Exercise goal -
Set down, without alteration, the lines from the one that contains "Please mark the white limestone" through the final line of the material below.
::: Data for processing
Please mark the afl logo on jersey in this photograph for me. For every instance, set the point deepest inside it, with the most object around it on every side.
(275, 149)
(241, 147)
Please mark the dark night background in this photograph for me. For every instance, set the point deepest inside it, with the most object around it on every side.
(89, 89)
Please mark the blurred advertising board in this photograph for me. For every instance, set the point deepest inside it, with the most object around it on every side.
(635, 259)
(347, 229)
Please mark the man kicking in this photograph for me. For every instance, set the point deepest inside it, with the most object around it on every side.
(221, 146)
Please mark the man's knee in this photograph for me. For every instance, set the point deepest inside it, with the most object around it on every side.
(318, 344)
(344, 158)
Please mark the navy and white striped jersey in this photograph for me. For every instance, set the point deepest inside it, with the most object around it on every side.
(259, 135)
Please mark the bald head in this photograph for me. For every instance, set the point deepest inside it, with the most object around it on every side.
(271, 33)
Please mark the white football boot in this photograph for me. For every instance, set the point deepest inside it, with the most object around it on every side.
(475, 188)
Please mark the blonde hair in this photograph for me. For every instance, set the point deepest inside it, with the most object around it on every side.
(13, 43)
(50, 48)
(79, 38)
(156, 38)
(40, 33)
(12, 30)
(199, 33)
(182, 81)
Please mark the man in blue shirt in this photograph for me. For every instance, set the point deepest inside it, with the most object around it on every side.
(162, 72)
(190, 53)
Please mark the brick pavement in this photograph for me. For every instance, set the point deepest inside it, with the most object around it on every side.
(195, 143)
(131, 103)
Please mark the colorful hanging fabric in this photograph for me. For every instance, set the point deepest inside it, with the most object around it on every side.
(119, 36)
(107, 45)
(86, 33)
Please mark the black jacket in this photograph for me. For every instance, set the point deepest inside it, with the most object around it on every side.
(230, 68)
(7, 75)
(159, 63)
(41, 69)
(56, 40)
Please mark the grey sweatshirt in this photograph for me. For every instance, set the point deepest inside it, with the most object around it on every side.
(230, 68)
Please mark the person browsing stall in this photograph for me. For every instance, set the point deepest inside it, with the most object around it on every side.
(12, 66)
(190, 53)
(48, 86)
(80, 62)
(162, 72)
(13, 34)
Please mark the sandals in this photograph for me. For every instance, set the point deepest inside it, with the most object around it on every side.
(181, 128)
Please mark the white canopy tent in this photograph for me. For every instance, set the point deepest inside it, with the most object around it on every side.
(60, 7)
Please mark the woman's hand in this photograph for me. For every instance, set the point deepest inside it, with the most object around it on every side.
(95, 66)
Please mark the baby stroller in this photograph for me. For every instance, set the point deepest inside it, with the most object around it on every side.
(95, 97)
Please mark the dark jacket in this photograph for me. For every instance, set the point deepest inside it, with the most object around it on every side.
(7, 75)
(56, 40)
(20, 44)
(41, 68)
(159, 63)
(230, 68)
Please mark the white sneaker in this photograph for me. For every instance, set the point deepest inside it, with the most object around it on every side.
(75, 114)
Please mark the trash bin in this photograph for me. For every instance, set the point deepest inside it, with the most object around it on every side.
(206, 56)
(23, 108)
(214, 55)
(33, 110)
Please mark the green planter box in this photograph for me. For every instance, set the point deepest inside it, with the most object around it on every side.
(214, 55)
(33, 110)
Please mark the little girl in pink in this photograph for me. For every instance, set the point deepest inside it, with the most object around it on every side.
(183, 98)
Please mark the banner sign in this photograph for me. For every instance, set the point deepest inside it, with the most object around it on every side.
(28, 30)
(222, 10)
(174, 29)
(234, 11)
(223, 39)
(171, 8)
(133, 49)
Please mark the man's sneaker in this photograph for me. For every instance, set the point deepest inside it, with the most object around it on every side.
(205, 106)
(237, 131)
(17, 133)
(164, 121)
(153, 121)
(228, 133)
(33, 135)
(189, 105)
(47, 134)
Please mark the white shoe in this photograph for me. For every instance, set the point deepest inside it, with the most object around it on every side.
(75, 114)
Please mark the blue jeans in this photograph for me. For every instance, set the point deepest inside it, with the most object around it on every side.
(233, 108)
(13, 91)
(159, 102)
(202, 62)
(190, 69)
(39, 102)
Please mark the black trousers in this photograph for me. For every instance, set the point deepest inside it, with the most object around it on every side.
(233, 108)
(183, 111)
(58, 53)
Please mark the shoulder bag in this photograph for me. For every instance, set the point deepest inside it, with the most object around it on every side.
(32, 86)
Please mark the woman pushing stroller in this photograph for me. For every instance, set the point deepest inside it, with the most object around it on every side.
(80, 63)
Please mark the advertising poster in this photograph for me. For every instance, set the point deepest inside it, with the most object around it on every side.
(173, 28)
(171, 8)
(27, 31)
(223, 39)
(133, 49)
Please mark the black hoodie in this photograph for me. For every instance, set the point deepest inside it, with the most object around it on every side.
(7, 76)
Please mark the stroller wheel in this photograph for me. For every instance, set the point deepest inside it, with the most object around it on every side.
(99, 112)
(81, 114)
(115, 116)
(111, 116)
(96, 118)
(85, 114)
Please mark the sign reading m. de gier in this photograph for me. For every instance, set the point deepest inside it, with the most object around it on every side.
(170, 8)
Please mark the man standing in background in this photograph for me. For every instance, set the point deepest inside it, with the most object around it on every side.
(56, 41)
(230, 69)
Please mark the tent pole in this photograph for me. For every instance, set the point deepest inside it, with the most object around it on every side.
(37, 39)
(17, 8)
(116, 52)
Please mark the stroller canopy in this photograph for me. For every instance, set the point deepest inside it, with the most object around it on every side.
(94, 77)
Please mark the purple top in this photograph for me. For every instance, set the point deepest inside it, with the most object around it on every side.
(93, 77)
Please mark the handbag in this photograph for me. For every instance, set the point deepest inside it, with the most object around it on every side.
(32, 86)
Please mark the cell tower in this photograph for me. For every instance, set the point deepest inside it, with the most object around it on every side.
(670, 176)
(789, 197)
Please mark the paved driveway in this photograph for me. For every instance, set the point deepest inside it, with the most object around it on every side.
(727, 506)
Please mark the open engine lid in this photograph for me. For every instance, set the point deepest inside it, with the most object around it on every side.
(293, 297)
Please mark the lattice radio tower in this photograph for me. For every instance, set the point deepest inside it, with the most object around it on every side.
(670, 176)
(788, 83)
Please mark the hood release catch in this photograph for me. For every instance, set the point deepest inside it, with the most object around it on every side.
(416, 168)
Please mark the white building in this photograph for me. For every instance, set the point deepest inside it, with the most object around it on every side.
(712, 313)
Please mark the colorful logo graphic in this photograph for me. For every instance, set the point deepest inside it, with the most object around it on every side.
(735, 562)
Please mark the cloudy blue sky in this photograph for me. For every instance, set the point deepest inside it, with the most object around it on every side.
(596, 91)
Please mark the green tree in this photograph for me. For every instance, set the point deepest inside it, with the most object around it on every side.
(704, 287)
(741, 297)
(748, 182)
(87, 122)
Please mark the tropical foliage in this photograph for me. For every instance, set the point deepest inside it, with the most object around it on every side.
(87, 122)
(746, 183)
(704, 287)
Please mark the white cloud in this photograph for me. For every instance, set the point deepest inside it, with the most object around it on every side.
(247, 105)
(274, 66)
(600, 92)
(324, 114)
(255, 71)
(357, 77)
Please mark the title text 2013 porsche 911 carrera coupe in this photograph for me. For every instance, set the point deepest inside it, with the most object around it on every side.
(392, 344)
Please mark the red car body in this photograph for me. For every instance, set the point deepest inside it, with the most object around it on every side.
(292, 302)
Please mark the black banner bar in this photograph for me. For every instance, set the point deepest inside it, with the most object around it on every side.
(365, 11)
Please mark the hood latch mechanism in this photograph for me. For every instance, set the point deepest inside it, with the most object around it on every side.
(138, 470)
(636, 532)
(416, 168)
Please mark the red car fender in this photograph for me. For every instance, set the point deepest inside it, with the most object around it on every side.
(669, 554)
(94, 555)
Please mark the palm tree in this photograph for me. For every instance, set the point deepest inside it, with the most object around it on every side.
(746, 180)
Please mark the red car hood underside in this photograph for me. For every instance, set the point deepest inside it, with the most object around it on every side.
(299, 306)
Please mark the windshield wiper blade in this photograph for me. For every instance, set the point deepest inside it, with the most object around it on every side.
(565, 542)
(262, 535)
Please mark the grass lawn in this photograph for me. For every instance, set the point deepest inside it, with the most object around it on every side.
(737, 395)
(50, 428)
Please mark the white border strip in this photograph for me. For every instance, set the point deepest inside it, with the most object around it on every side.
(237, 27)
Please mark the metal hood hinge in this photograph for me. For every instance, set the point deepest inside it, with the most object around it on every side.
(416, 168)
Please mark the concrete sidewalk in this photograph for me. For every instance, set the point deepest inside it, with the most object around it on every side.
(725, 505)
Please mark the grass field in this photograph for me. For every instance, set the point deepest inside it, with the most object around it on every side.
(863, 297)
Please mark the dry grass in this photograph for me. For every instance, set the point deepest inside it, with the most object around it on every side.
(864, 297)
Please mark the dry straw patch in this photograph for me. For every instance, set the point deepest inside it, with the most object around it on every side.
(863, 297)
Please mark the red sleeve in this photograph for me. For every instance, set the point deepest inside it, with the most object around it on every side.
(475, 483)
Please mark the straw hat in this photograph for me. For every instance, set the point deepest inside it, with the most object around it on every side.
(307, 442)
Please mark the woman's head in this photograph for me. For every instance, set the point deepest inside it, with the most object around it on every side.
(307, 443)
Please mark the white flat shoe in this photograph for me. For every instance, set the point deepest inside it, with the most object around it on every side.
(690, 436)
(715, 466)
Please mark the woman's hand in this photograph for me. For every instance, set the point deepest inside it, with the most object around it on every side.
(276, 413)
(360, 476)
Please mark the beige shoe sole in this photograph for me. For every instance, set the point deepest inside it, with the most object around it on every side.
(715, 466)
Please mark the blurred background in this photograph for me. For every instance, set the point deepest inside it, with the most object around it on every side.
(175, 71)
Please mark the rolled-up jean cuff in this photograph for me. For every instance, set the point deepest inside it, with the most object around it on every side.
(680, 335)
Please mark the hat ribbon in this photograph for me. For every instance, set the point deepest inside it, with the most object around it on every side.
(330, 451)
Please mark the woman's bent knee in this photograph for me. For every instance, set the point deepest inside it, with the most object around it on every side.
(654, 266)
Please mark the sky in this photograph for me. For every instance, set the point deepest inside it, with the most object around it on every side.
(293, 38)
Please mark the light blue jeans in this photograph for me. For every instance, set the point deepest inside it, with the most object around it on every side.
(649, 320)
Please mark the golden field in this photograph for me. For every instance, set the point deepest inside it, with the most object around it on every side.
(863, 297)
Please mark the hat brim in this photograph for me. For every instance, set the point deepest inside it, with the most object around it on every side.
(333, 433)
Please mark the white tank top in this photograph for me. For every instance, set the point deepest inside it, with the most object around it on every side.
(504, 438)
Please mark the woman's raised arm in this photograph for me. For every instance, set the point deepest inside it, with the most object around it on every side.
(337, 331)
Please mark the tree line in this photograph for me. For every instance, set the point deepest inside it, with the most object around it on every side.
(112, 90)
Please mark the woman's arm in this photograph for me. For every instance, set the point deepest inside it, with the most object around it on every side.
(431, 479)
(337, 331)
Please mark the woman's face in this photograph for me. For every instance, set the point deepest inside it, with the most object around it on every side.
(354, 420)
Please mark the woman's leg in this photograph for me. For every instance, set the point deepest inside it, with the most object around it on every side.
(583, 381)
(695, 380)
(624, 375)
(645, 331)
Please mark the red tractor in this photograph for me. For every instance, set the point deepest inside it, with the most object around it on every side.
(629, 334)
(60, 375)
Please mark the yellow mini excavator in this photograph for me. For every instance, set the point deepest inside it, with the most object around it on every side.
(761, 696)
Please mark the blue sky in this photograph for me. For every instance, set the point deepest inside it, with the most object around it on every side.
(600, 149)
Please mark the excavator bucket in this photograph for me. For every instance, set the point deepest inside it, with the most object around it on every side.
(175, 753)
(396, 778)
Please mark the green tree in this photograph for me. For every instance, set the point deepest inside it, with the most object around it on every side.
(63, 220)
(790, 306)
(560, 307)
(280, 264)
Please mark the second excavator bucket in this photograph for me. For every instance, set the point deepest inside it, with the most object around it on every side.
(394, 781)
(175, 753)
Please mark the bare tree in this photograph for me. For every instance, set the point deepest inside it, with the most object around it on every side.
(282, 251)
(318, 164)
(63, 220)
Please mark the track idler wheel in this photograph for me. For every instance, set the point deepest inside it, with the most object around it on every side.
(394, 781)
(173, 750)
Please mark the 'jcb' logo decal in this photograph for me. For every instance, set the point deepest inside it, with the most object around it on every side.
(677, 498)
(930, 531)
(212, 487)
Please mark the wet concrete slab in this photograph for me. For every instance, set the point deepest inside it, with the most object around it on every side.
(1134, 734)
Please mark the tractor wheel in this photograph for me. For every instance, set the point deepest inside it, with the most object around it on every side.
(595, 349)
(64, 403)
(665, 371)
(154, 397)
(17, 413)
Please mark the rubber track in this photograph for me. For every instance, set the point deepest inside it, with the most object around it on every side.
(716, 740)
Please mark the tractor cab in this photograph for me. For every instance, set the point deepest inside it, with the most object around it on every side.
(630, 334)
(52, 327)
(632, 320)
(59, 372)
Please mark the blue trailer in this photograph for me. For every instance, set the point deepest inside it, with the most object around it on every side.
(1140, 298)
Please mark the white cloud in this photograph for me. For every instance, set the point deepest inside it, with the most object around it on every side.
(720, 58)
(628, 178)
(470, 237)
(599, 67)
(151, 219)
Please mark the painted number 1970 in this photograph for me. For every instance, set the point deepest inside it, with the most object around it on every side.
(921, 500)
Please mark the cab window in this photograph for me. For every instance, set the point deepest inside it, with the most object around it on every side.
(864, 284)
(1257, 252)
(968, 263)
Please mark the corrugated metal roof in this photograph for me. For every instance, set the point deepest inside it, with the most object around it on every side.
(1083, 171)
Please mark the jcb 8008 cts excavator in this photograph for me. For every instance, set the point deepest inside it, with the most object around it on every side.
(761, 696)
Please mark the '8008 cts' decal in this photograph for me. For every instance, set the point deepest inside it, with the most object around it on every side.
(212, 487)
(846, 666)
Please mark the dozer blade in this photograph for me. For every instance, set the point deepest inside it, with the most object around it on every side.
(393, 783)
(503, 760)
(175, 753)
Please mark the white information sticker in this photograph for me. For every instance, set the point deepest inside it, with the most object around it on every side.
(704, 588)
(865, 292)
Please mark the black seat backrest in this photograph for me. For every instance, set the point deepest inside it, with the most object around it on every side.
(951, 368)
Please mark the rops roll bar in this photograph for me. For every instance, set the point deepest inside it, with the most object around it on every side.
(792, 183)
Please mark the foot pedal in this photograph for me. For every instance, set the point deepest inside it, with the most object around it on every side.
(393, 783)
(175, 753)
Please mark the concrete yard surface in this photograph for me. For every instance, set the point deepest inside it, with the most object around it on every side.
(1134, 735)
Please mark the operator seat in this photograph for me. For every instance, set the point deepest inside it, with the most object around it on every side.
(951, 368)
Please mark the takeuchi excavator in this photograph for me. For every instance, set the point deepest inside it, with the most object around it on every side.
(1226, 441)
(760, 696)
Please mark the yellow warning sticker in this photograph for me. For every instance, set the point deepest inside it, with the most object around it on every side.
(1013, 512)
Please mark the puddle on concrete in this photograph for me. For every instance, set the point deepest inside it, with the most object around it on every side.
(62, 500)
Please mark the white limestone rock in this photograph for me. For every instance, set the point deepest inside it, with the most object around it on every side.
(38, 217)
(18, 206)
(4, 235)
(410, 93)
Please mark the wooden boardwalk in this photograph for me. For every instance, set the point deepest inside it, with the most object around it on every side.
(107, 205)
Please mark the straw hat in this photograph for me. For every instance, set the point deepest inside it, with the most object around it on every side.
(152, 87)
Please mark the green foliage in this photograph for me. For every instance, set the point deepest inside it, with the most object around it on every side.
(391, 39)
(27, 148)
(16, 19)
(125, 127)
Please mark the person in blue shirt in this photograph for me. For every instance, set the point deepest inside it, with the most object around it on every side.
::::::
Task response -
Please mark the white limestone rock in this photograph for me. For every instance, set the point deepest inside it, with the most object around it on every side.
(38, 217)
(18, 206)
(4, 235)
(410, 93)
Please mark the wooden boardwalk in this photograph for me. For every instance, set the point deepest inside it, with the most object around it on every side.
(107, 205)
Please mark the straw hat in this photograph for me. For every instance, set the point deepest inside it, with the most object around it on every side.
(152, 87)
Please mark the green foliage in this photograph for me. For every instance, set the point deepest inside it, with the most object around it on every side.
(391, 39)
(27, 148)
(16, 19)
(125, 127)
Please mark the person in blue shirt in this photograph for me. For every instance, set the point deepest inside it, with the most object around it on every side.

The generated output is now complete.